Restate, word for word, every line of the data.

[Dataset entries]
+++
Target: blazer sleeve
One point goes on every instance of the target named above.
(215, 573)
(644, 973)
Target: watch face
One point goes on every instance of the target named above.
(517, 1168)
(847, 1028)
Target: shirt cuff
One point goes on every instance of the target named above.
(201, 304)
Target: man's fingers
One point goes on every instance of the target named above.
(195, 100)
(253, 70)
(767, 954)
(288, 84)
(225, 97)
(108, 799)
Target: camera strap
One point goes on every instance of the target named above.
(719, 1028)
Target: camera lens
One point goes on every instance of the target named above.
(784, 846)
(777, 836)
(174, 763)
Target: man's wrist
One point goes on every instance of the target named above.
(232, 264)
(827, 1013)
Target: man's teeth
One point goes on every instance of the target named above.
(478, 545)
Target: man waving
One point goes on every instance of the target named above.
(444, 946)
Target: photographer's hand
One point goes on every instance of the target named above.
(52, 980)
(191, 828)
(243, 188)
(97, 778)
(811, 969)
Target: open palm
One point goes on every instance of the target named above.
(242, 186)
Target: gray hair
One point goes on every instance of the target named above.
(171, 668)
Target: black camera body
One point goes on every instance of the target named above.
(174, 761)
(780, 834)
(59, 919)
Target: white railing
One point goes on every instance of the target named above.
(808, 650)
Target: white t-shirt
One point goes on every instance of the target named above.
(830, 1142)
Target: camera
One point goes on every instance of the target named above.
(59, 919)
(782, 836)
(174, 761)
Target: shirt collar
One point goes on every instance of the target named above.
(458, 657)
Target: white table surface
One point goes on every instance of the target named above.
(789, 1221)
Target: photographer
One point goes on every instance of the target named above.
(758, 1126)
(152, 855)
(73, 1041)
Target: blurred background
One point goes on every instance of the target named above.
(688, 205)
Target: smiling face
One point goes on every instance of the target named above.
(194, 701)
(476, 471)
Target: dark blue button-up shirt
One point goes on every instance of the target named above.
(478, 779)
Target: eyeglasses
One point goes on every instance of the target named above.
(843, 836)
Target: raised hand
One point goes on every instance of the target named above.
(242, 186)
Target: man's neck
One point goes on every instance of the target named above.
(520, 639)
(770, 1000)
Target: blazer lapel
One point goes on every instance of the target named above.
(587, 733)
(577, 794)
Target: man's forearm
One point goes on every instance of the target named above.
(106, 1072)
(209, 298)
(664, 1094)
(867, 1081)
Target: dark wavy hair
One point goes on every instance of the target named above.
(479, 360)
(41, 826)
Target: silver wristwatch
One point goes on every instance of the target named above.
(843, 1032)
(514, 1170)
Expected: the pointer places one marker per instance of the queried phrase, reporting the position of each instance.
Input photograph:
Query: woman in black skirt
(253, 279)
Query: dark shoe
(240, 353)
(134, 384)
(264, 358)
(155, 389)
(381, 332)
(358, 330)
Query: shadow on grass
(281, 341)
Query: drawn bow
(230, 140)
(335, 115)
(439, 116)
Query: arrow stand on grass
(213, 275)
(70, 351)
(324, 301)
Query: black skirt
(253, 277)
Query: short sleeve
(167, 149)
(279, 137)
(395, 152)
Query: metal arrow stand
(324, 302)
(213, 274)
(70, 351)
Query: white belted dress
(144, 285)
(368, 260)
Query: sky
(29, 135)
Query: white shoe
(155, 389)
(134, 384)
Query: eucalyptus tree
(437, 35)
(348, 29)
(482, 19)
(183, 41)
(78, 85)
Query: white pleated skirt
+++
THE COMPLETED TASK:
Target: blazer sleeve
One point goes on every instance of the target named above.
(215, 573)
(644, 973)
Target: watch face
One point goes on every instance of the target named above.
(517, 1168)
(847, 1028)
Target: shirt cuff
One point goes on every instance of the target named above.
(201, 304)
Target: man's fingers
One point goes on every instance of the target named above.
(195, 100)
(253, 70)
(767, 954)
(288, 84)
(225, 97)
(108, 799)
Target: camera strap
One point goes on every instance of the target named above.
(719, 1028)
Target: camera lens
One point goes on every instance of the target named above.
(784, 846)
(777, 836)
(174, 763)
Target: man's wrist
One point goes on every instance of the target named above.
(232, 264)
(827, 1013)
Target: man's teeth
One point goes on every instance of the target named above.
(478, 545)
Target: man waving
One point goes on every instance of the target named above.
(444, 946)
Target: photographer's hand
One point goes on every instance of the target named above.
(52, 980)
(191, 828)
(243, 188)
(97, 778)
(811, 969)
Target: open palm
One point goes on every instance of the target named above.
(242, 186)
Target: gray hair
One point goes on every instance of the target named above.
(171, 668)
Target: black camera body
One point goes on every instance of the target named above.
(174, 761)
(780, 834)
(59, 919)
Target: white railing
One point goes on every instance of the target named above.
(808, 650)
Target: white t-shirt
One point goes on every instance of the target named above.
(830, 1142)
Target: camera
One point goes on every instance of the target named above.
(59, 919)
(782, 836)
(174, 761)
Target: shirt collar
One point goes on every instance of the target named above.
(458, 657)
Target: white table surface
One point goes on every instance of the target named above.
(789, 1221)
Target: photographer
One point goes on every instance of the target named above.
(758, 1126)
(152, 855)
(73, 1041)
Target: blurred background
One point goes on every instance of the target named above.
(688, 205)
Target: smiling face
One point goes on every instance of the target named above.
(194, 701)
(476, 471)
Target: dark blue button-up shirt
One point goes on every instance of the target named above.
(478, 779)
Target: eyeglasses
One point goes on every instance of the target named above.
(843, 836)
Target: raised hand
One point goes on every instance of the target named above.
(242, 186)
Target: man's neck
One point goes on every instance of the target named above.
(520, 639)
(770, 1000)
Target: blazer lapel
One point goes on every instance of the target named above.
(587, 733)
(577, 794)
Target: man's forearm
One point goes on every instance of the target named above.
(106, 1072)
(209, 298)
(664, 1094)
(867, 1081)
Target: dark wavy hair
One point goes on every instance of the target named above.
(479, 360)
(41, 826)
Target: silver wristwatch
One point goes on every instance of the target named above.
(843, 1032)
(514, 1170)
Expected: the pointer places one marker per instance of the queried phrase, reporting the position of each instance.
Input photograph:
Query: woman in black skirt
(253, 279)
Query: dark shoe
(240, 353)
(134, 384)
(264, 358)
(155, 389)
(381, 332)
(358, 330)
Query: shadow on grass
(281, 341)
Query: drawn bow
(230, 140)
(335, 115)
(439, 116)
Query: arrow stand on grass
(213, 275)
(70, 351)
(324, 301)
Query: black skirt
(253, 277)
Query: short sleeve
(167, 149)
(279, 137)
(395, 152)
Query: metal arrow stand
(324, 302)
(213, 274)
(70, 351)
Query: white belted dress
(144, 285)
(368, 260)
Query: sky
(29, 135)
Query: white shoe
(155, 389)
(134, 384)
Query: eucalyptus tree
(437, 35)
(348, 29)
(482, 19)
(183, 41)
(78, 85)
Query: white pleated skirt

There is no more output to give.